RECORDED INFORMATION:
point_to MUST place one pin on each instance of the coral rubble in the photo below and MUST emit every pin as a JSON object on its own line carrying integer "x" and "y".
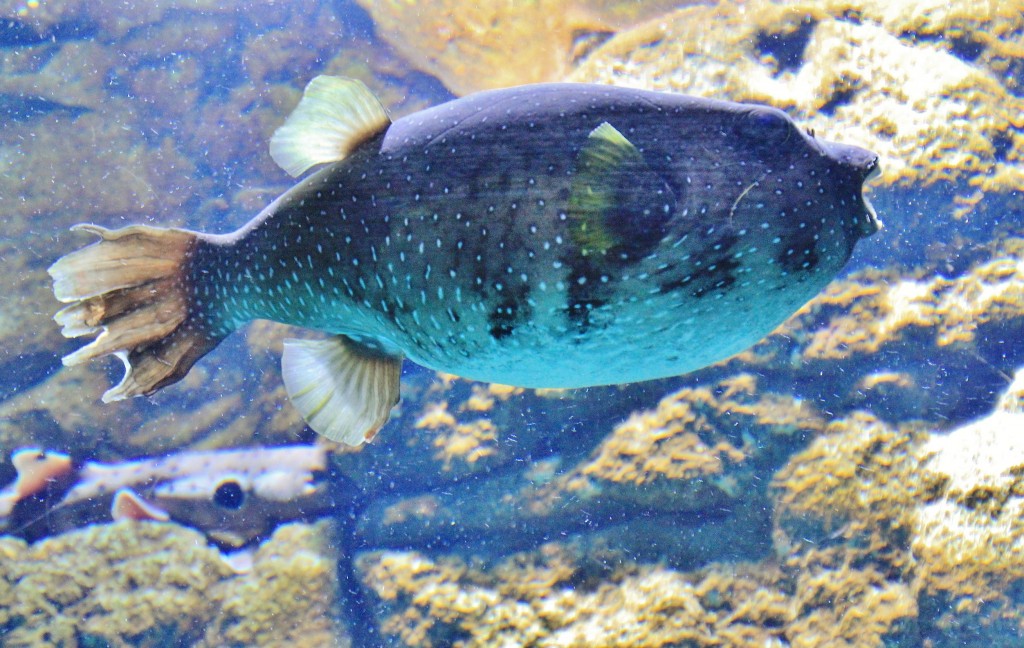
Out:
{"x": 854, "y": 72}
{"x": 151, "y": 585}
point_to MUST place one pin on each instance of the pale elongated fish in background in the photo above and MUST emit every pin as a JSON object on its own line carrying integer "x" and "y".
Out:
{"x": 547, "y": 235}
{"x": 235, "y": 497}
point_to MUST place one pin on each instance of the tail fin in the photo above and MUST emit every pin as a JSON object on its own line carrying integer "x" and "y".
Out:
{"x": 131, "y": 290}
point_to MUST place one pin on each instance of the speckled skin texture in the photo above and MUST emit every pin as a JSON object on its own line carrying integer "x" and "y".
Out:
{"x": 458, "y": 236}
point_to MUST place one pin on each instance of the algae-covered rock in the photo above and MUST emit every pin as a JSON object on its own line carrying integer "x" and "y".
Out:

EXERCISE REQUIREMENTS:
Copy out all of the material above, requests included, and add 14 to every x and y coordinate in the answers. Leave the pictures out.

EXPECTED OUTPUT:
point_to MUST place one pin on each instance of the coral rubble in the photo below and MUST emit every pin as a JSON object on its own line carrying integer "x" and "y".
Out:
{"x": 868, "y": 86}
{"x": 165, "y": 599}
point_to MUST place one pin on each instance of the pale elongated fish in background in the photo above and MUST emit every pin as a JSON object on its own line carrying integer "x" and "y".
Out:
{"x": 561, "y": 249}
{"x": 249, "y": 511}
point_to MUST place one pin on each instance of the tail fin in the photo above and MUST emit every pin as a JSON object on its own line carrying integer "x" and "y".
Out:
{"x": 145, "y": 304}
point_to MUST place one pin on each instance of the speckled skin texture in the photo above and MUST emit every pin as a JSON object on its own line carrying integer "x" and "y".
Out:
{"x": 472, "y": 250}
point_to MUST place one pin on each instance of the algae-covered rock in the photo above and MUST emit every pin as a JSON object on its own line carrying integer "x" and "y".
Out:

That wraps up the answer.